#### Assignment
An unchanged copy of all the lines below is expected, and it should contain no pictures.

------ Stored data

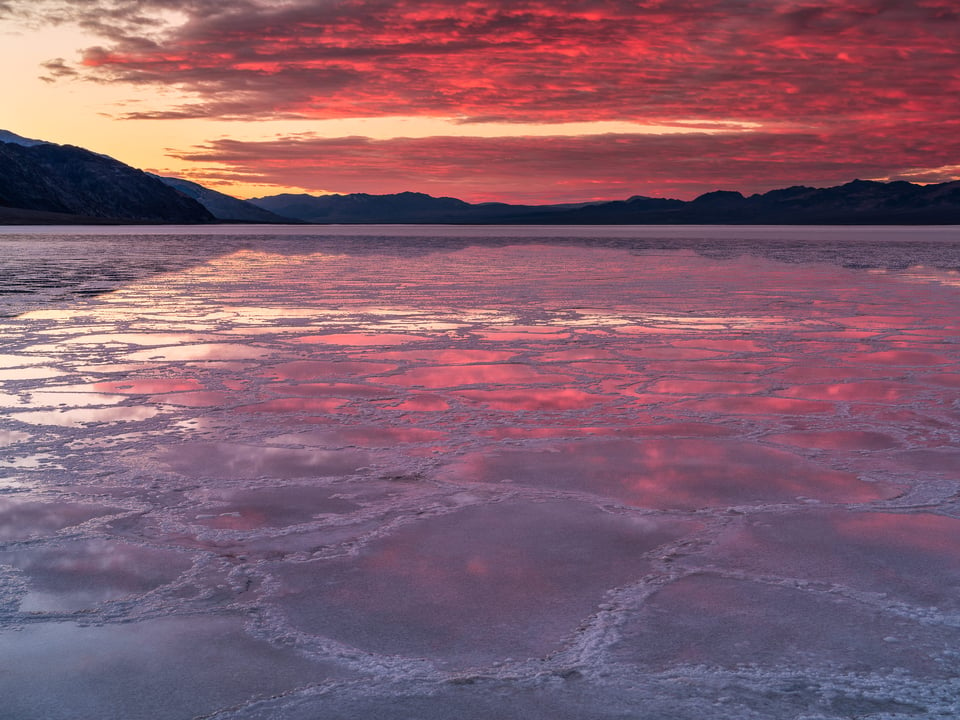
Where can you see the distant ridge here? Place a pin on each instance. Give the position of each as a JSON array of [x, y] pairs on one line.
[[859, 202], [223, 207], [82, 186], [42, 182]]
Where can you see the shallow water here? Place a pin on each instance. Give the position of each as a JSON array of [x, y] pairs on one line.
[[421, 472]]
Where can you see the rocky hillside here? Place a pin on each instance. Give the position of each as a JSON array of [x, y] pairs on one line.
[[48, 178]]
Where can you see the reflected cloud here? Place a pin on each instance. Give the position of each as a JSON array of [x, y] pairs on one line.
[[82, 574], [532, 399], [888, 553], [455, 376], [24, 519], [242, 509], [226, 460], [667, 473], [470, 587]]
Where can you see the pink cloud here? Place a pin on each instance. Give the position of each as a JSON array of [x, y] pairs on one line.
[[548, 169], [535, 61]]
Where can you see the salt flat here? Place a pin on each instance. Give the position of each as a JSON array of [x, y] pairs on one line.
[[426, 472]]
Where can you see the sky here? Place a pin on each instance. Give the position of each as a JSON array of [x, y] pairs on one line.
[[514, 100]]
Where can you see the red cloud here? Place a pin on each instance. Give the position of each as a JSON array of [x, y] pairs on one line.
[[536, 61], [551, 169]]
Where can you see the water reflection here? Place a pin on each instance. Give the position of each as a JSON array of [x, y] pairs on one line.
[[247, 509], [322, 370], [160, 669], [454, 376], [24, 519], [910, 557], [470, 587], [532, 399], [227, 460], [667, 473], [81, 574], [706, 620]]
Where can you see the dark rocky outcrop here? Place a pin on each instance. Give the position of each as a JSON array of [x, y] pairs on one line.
[[49, 178], [223, 207]]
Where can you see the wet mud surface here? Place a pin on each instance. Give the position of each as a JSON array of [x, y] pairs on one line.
[[346, 477]]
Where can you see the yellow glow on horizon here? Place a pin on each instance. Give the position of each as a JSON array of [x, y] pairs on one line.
[[91, 115]]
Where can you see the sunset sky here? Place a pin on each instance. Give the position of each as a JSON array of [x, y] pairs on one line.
[[517, 100]]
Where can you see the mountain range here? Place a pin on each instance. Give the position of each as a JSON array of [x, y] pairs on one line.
[[43, 182]]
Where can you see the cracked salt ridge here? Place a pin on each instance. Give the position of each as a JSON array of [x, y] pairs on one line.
[[229, 526]]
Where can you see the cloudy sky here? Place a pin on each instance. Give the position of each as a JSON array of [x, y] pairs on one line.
[[516, 100]]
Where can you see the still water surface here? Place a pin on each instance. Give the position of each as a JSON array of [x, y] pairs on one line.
[[422, 472]]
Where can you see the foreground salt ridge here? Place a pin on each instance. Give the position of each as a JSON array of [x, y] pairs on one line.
[[417, 487]]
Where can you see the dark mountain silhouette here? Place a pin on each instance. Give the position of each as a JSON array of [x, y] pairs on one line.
[[857, 202], [42, 182], [223, 207], [406, 207], [81, 186]]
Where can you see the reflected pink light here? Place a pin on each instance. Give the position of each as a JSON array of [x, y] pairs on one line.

------------

#### Reply to the task
Where can you see the distant ridge here? Place a pin on each instance. Give the position of each as a JSON array of [x, y] pairs on one line.
[[859, 202], [223, 207], [82, 186], [42, 182]]
Where can you see the shallow water here? Place a pin on each instance. Give the position of each as a JSON array of [x, y] pairs on one line.
[[421, 472]]
Where can you see the rocky hillside here? Place a pin on each instance. Give the position of each as a JSON array of [x, y] pairs on one line.
[[48, 178]]
Where can you see the reflected cloud here? Place a pin on each instance. Give the position of each as a JSON array of [x, y] pairs on one line.
[[82, 574], [532, 399], [888, 553], [455, 376], [24, 519], [242, 509], [226, 460], [667, 473], [470, 587]]
Where can you see the pink cloud here? Place a pin on each instance. Give the position of each as a JSON array of [x, y] pairs on one line.
[[548, 169], [535, 61]]
Where can you see the salt flat here? Place a pin on each instance. Give the position of each as a JSON array of [x, y] pairs on one line.
[[426, 472]]
Where can you see the sky here? Place a pin on each instance. Give the position of each as a JSON array of [x, y] pairs on one line.
[[514, 100]]
Where can you see the red cloud here? Place a pin on each instance. Give the position of each as a JSON array of [x, y] pairs on one line.
[[536, 61], [551, 169]]
Where can you see the water reflection here? Place a pin on each instance. Give the position of each as a JSON array of [x, y] pairs on one line.
[[247, 509], [322, 370], [160, 669], [454, 376], [24, 519], [910, 557], [470, 587], [532, 399], [227, 460], [667, 473], [81, 574], [706, 620]]
Where can you see the dark rocky outcrop here? Place a pin on each instance. Give the position of each as a JSON array of [x, y] pairs on one line.
[[49, 178], [223, 207]]
Where can you see the wet mud surface here? Place a pin on each instance. Give the position of each as a JSON array of [x, y] pairs on one line.
[[346, 477]]
Where can you see the yellow glow on horizon here? Place a pin on each instance. Give the position of each as a JSON array of [x, y] pairs on one line.
[[91, 115]]
Where can you see the sunset sky here? Place a pin on each instance. Give the position of each as a JSON array of [x, y] pairs on one line.
[[517, 100]]
Where can you see the mountain range here? Place a pin on each instance. Give the position of each as a JSON array of [x, y] pairs on one line.
[[43, 182]]
Where can you see the cracked salt ridge here? Place a pin on each instance. Give the position of each as a JSON array of [x, y] pairs on one line.
[[229, 526]]
Where can you see the cloudy sky here? Place a pin on each instance. Give the position of each as a JSON array of [x, y] pairs on one line.
[[516, 100]]
Where can you see the still water surface here? Place a pin on each instance. Give the position of each as a JSON array of [x, y] pairs on one line.
[[422, 472]]
Where can you see the foreground salt ridge here? Place a pin on each instance. Give the position of each as a JSON array of [x, y] pairs on one line.
[[417, 487]]
Where can you see the dark mountain silhouette here? Place a pin on each instance. Give the position of each as a JSON array of [x, y] pairs on one line.
[[857, 202], [42, 182], [223, 207], [406, 207], [81, 186]]
Where can you see the reflected pink light here? Place a pin on each instance. Give the position of each as a JSON array of [x, y] pairs on one line.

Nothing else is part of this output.